Extract ::
******
BookmarkSubscribeRSS Feed
factorhedge
Fluorite | Level 6

I am using a financial panel data , I would like to run regression using Proc genmod , clustering by firm. I am surprised the out put does not provide Adjusted R square when the y variable is not binary. Could somebody help how to get adjusted R squared when I do regression using PROC GENMOD .

5 REPLIES 5
SteveDenham
Jade | Level 19

PROC GENMOD uses maximum likelihood methods rather than ordinary least squares to obtain estimates.  Consequently, adjusted R squared as it is usually thought of is not (and really cannot be) reported.  Further, I wonder how you "cluster" by firm in a procedure that does not accommodate hierarchical clustering--that would be the domain of PROC GLIMMIX.  But I could be misunderstanding the terminology of the particular field.

Anyway, Google is always your friend.  It tells me that scaled deviance and Pearson's chi square are the usual methods for generalized linear models, including those with a normal distribution.
******
Data extract ::
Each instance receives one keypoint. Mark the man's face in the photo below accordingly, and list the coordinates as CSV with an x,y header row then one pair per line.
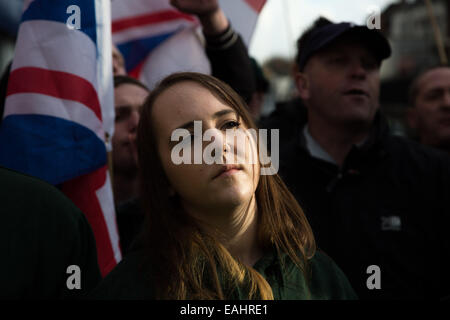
******
Exercise requirements ::
a – Reproduce the stretch of the PROC GENMOD thread from "Anyway, Google is" through "a normal distribution.".
b – List every goodness-of-fit statistic the PROC GENMOD thread names.

Solutions to each task ::
a –
Anyway, Google is always your friend.  It tells me that scaled deviance and Pearson's chi square are the usual methods for generalized linear models, including those with a normal distribution.

b –
- Adjusted R squared
- Scaled deviance
- Pearson's chi square